━━━━━ TEKS KUTIPAN ━━━━━

Oleh : Muhammad Fatih
Editor : Ida Bastian
Intoleransi dan radikalisme masih menjadi ancaman nyata bagi keberagaman Indonesia. Oleh sebab itu, masyarakat mendukung penerapan moderasi beragama untuk menangkal paham anti Pancasila.
Masih ingatkah kita tentang peristiwa pengeboman di tempat umum beberapa waktu lalu dan yang paling menghebohkan (sampai ke pemberitaan internasional) adalah bom bali pada tahun 2001 lalu. Ancaman dan pengeboman ini gara-gara kelompok teroris yang menyebar radikalisme dan ngotot untuk mengubah konsep negara Indonesia. Sayang sekali mereka menggunakan cara kekerasan dan mengambil nyawa orang lain yang tak bersalah.

━━━━━

:: LATIHAN A ::
Tuliskan ulang seluruh teks tentang moderasi beragama persis sama, tanpa mengubah satu kata pun.

━━━━━ DATA YANG DIBERIKAN ━━━━━

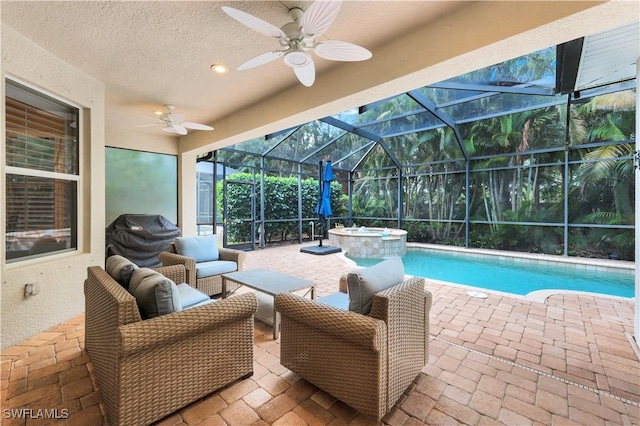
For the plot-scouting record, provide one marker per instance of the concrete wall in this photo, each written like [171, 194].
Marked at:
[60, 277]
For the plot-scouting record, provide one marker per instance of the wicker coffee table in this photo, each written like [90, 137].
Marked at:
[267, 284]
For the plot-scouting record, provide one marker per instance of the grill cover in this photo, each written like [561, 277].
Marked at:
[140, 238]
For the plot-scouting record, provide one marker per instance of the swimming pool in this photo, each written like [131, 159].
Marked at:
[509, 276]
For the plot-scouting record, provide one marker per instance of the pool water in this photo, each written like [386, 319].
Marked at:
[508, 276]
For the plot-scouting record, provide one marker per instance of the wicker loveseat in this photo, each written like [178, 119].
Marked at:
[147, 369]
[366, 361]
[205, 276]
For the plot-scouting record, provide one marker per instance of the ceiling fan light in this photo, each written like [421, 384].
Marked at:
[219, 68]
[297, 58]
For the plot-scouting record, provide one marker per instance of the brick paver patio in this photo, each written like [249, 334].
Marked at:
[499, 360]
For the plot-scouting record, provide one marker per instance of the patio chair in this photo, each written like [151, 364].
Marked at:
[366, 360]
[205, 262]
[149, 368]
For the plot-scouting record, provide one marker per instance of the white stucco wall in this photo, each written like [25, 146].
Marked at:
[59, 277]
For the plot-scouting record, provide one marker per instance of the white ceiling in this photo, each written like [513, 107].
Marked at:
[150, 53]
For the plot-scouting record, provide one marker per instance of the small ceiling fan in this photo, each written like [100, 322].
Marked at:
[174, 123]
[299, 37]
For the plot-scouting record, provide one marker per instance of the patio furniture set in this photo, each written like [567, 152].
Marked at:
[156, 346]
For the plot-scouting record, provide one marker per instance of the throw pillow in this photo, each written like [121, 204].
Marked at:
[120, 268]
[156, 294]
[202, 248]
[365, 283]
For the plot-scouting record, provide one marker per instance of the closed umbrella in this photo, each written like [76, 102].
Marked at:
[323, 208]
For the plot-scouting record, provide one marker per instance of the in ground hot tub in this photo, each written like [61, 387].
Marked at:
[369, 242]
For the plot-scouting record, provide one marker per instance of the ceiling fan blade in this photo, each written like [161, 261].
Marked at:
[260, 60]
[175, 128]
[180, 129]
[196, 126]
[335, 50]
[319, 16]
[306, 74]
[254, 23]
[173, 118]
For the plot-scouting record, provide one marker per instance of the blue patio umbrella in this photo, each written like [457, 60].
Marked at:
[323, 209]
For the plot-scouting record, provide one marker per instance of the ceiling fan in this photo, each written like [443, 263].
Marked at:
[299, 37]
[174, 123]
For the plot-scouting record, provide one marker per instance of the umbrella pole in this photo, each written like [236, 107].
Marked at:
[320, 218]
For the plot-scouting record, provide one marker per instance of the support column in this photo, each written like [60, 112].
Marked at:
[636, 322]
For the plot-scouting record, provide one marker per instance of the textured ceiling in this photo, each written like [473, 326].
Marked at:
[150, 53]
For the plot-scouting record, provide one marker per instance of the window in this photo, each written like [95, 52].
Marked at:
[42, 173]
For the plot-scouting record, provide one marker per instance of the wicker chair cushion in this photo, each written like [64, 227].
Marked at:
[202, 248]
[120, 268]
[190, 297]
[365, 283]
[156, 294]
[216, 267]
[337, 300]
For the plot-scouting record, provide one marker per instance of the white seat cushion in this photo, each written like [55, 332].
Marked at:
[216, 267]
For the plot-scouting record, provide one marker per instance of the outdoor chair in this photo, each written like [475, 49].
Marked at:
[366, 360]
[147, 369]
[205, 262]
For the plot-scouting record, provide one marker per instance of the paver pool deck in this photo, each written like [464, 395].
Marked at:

━━━━━

:: LATIHAN B ::
Kembalikan tanpa perubahan bagian baris data di atas yang dimulai dari baris yang memuat "like [475, 49]." dan berakhir di penghujung data, kedua ujungnya ikut disertakan. Jangan sertakan baris lain.

:: PENYELESAIAN LENGKAP A ::
Oleh : Muhammad Fatih
Editor : Ida Bastian
Intoleransi dan radikalisme masih menjadi ancaman nyata bagi keberagaman Indonesia. Oleh sebab itu, masyarakat mendukung penerapan moderasi beragama untuk menangkal paham anti Pancasila.
Masih ingatkah kita tentang peristiwa pengeboman di tempat umum beberapa waktu lalu dan yang paling menghebohkan (sampai ke pemberitaan internasional) adalah bom bali pada tahun 2001 lalu. Ancaman dan pengeboman ini gara-gara kelompok teroris yang menyebar radikalisme dan ngotot untuk mengubah konsep negara Indonesia. Sayang sekali mereka menggunakan cara kekerasan dan mengambil nyawa orang lain yang tak bersalah.

:: PENYELESAIAN LENGKAP B ::
For the plot-scouting record, provide one marker per instance of the outdoor chair in this photo, each written like [475, 49].
Marked at:
[366, 360]
[147, 369]
[205, 262]
For the plot-scouting record, provide one marker per instance of the paver pool deck in this photo, each written like [464, 395].
Marked at:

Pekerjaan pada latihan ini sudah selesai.